Dataset entries:
* * *

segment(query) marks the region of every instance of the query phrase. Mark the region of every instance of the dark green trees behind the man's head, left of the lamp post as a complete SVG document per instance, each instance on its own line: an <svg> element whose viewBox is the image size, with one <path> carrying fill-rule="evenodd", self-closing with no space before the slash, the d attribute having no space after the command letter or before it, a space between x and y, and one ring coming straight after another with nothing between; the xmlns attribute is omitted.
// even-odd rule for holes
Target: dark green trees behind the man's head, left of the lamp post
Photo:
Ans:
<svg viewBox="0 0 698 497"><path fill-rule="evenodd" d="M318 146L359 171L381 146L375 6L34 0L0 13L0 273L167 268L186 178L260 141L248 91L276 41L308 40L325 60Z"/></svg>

* * *

* _Prompt_
From the line holding "Target: dark green" down to the final line above, quote every line exactly and only those lines.

* _Expected output_
Target: dark green trees behind the man's head, left of the lamp post
Photo:
Ans:
<svg viewBox="0 0 698 497"><path fill-rule="evenodd" d="M318 146L359 171L381 146L375 6L34 0L0 13L0 273L167 268L186 178L260 141L248 91L276 41L308 40L325 60Z"/></svg>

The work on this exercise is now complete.